[Excerpted text]:
Segment Open

Our Palliative Care Service incorporates the principles of palliative care into the treatment of all patients with cancer from the time of diagnosis, not only in the setting of advanced or terminal disease. Members of the service work alongside the oncologists who are treating the cancer, seeking to ease distress while remaining mindful of patient and family needs, values, beliefs, and culture.
To provide the best palliative care possible, the service may call on individuals from specialties such as interventional/anesthesia pain management, rehabilitation medicine, psychiatry and behavioral science, integrative medicine, chaplaincy, social work, pharmacy, wound care, radiation oncology, and neurology. This interdisciplinary approach allows us to provide care that improves quality of life for patients as well as their families.
A guiding principle at KIMS is that access to pain relief is a basic human right. Fortunately, pain related to cancer can be managed effectively in most patients. Pain management is one component of a broad, symptom-management approach for patients at every stage of treatment and includes the following :
Constant Pain Monitoring
KIMS nurses are trained in pain assessment and pain management. Inpatients are asked every four hours whether they are experiencing pain, and they are encouraged to report pain to their nurse or doctor whenever it occurs. Patients rate the intensity on a scale of 0 to 10, and every effort is made to provide painkilling treatments as needed.

Segment Closed

[Entries shown]:

Segment Open

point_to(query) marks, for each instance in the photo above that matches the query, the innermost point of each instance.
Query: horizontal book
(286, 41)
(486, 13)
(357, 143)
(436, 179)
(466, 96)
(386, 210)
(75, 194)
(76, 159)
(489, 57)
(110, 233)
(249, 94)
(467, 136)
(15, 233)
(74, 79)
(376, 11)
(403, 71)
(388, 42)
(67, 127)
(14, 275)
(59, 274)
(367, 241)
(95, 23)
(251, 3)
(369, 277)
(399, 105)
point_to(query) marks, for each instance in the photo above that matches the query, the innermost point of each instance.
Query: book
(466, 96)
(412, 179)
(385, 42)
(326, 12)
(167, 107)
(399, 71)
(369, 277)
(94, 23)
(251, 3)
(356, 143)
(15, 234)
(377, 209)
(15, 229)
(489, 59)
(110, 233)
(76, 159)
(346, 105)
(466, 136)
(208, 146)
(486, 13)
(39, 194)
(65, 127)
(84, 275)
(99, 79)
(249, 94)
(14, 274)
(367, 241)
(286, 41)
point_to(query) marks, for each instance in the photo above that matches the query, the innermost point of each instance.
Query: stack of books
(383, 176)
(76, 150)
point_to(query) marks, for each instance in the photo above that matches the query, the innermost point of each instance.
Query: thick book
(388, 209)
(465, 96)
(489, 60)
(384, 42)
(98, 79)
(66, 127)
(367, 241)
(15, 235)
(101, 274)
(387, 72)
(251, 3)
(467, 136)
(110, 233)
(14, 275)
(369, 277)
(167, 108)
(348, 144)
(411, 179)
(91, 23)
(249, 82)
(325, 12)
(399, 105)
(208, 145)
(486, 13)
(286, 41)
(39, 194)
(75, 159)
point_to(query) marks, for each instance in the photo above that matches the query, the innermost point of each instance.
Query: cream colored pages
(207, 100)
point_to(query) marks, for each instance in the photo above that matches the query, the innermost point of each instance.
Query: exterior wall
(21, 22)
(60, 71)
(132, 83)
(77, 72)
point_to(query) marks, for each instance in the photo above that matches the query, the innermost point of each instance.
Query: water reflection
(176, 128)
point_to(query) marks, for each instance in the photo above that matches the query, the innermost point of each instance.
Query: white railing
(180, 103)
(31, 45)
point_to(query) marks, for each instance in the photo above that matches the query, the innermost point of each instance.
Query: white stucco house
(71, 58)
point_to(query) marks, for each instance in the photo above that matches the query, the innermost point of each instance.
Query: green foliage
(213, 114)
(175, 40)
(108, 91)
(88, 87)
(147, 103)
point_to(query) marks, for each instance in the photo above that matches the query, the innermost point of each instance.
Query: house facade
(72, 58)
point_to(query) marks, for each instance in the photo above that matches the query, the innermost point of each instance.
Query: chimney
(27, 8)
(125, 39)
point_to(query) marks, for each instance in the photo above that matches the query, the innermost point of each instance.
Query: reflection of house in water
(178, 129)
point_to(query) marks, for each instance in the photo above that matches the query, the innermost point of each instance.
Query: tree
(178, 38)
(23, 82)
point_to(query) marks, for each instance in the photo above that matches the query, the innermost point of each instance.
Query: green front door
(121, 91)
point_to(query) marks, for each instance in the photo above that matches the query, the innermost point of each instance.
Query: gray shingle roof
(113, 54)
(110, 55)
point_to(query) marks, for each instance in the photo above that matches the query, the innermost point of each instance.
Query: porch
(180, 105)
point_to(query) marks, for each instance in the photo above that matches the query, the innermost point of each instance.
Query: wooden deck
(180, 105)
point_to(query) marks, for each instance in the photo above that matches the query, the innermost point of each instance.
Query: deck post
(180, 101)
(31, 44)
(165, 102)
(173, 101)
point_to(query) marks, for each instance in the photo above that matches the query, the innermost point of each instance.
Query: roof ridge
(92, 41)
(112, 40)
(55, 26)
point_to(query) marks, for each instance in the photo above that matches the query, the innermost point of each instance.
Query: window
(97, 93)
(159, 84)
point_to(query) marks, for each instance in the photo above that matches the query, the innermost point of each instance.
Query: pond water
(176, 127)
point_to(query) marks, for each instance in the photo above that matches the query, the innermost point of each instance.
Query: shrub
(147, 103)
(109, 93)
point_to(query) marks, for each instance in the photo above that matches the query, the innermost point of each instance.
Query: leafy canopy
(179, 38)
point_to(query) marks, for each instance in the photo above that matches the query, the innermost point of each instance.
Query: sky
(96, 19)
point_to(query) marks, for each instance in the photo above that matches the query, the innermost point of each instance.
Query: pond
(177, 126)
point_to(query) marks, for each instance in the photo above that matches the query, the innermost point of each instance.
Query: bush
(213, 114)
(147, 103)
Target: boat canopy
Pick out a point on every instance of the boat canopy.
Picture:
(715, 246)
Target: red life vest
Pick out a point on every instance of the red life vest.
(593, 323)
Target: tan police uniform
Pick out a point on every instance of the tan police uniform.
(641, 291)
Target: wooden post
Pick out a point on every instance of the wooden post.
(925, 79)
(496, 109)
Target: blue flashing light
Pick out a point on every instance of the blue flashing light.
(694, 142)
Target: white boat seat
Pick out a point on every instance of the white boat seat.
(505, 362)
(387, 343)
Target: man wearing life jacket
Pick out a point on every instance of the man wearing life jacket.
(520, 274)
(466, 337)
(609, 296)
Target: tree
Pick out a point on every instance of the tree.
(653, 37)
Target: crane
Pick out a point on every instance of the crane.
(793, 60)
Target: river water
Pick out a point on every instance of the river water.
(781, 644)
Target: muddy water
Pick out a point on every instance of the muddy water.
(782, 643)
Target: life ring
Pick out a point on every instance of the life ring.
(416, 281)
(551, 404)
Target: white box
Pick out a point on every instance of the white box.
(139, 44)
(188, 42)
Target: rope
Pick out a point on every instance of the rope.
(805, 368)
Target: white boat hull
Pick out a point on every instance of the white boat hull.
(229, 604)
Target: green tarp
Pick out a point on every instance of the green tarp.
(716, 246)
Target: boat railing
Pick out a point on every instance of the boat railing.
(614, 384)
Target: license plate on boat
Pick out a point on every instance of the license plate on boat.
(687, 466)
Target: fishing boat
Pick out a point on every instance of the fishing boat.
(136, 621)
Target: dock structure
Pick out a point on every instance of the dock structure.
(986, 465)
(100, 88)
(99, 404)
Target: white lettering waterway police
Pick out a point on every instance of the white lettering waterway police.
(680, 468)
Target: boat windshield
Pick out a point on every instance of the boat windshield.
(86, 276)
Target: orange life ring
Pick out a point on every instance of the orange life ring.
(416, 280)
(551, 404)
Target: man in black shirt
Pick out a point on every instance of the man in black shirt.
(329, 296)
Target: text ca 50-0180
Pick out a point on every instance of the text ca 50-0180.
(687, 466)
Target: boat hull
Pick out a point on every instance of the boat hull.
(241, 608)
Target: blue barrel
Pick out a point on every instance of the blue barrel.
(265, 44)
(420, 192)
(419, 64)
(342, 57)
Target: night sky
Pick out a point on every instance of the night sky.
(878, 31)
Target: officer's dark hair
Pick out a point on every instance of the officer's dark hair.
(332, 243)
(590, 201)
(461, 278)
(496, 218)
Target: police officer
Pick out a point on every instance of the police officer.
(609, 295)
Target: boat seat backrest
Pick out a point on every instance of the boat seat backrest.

Segment Closed
Segment Open

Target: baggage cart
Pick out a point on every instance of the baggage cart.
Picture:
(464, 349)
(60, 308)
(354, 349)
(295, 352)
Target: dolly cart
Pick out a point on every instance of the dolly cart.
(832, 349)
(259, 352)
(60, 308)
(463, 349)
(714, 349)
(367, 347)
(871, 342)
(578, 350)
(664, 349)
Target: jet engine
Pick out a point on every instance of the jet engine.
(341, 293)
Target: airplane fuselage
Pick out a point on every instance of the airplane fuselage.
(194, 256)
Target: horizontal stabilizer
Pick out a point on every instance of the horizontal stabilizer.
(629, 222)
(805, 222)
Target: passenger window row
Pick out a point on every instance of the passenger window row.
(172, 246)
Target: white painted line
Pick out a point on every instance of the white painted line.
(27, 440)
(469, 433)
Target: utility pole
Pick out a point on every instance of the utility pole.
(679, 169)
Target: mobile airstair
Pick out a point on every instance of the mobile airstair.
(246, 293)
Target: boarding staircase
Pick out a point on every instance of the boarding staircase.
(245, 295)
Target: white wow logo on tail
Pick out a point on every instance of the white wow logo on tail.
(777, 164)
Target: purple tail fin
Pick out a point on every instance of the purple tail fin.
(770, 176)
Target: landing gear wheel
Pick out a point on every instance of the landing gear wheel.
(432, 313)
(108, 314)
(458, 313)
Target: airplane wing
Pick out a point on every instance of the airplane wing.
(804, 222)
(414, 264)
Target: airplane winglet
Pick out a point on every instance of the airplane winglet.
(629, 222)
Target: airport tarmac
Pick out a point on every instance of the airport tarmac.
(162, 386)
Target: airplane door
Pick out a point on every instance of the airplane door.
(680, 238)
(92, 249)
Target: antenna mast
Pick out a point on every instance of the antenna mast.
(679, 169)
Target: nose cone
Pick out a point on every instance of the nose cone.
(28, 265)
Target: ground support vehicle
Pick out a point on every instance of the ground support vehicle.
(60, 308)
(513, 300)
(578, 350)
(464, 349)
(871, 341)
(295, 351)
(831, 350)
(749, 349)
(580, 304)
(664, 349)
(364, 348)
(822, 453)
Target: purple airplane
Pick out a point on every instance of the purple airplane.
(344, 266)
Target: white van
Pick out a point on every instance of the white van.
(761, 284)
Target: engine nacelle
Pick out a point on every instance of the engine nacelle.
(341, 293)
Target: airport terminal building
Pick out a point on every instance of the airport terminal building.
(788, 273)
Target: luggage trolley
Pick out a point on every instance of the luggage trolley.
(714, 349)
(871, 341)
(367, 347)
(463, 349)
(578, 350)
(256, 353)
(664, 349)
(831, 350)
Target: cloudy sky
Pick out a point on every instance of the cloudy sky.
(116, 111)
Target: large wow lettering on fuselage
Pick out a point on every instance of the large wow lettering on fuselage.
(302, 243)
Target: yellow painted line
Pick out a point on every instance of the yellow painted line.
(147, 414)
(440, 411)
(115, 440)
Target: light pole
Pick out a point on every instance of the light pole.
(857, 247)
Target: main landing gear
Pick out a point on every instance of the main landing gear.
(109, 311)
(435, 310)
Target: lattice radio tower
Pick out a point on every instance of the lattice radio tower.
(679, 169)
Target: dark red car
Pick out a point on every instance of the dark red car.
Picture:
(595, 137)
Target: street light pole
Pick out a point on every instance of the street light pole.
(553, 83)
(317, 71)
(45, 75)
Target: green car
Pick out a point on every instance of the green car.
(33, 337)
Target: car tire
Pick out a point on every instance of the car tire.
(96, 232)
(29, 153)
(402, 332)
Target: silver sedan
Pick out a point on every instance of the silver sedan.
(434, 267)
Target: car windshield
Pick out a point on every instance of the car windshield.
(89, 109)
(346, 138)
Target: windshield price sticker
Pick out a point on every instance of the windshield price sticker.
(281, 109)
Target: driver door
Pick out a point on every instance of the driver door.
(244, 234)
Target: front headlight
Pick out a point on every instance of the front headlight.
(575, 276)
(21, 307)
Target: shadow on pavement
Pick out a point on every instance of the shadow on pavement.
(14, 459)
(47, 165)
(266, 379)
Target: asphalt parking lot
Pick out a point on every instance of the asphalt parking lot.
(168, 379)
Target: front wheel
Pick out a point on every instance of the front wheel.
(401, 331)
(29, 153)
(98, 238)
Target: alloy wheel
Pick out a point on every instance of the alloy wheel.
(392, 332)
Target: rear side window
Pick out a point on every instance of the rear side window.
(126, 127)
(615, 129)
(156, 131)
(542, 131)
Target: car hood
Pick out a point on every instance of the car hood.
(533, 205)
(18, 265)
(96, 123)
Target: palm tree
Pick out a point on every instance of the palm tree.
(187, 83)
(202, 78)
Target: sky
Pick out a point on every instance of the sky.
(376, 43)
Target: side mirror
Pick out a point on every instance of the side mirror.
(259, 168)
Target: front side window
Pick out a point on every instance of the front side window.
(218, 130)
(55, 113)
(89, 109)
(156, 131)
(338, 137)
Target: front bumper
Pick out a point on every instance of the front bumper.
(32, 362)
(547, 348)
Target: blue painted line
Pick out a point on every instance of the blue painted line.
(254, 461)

Segment Closed
Segment Open

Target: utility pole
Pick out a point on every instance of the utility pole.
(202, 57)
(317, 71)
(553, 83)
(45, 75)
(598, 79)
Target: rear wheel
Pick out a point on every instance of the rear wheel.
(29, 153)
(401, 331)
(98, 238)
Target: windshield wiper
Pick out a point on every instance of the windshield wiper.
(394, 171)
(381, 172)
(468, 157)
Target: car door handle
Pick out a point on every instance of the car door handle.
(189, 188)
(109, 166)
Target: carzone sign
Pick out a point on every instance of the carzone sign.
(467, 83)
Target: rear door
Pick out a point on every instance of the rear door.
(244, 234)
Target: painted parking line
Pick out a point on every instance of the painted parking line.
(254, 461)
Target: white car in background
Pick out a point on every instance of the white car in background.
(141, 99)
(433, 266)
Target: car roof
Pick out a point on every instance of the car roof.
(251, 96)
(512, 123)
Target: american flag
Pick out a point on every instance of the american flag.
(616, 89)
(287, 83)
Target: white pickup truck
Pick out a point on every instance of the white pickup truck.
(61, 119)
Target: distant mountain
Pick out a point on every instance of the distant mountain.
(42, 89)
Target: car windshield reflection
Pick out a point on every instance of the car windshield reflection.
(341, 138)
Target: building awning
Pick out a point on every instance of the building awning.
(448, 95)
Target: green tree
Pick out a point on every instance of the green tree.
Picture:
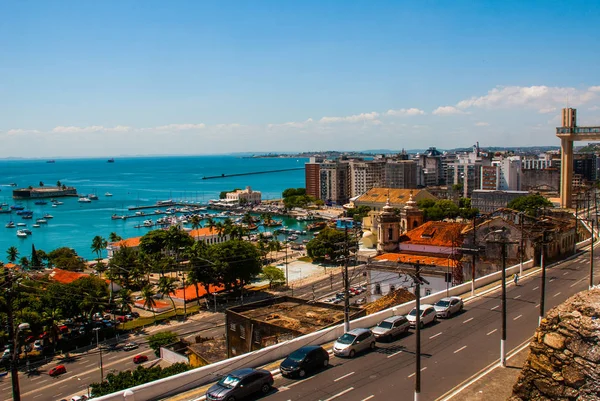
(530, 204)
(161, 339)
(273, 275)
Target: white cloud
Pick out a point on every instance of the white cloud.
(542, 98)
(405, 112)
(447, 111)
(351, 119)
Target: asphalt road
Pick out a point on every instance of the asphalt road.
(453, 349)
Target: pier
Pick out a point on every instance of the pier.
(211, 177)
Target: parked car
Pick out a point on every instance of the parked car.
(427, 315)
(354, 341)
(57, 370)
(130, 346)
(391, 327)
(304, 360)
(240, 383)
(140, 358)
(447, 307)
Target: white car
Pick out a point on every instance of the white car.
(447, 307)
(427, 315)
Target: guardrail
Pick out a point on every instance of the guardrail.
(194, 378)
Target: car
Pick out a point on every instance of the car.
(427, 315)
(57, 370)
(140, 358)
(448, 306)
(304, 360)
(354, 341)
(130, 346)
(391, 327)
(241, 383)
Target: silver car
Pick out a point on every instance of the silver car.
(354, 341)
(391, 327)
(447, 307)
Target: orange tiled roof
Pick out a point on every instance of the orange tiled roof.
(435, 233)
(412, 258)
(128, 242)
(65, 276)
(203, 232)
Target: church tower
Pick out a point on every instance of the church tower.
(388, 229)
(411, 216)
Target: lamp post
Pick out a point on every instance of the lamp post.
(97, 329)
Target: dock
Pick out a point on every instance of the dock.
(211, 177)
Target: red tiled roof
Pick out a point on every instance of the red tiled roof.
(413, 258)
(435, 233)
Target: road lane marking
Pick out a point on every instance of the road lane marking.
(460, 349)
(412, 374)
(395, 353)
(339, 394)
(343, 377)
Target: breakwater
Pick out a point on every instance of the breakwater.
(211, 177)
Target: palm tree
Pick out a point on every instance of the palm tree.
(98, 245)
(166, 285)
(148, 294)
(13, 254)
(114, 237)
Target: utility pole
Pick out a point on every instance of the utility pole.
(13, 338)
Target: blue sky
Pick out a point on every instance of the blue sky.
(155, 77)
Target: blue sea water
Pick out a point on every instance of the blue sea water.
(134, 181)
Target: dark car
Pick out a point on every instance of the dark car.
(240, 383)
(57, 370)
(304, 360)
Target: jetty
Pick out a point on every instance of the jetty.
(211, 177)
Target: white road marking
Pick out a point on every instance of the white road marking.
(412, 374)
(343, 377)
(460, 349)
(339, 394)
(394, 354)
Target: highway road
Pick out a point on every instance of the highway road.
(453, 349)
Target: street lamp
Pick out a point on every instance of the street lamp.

Segment Closed

[Problem description]:
Using the palliative care text, explain why the service may bring in people from other specialties such as psychiatry, chaplaincy, and social work. Answer in one to three sentences.

[Expected answer]:
The service calls on these specialties to provide the best palliative care possible. This interdisciplinary approach lets it give care that improves quality of life for patients and their families.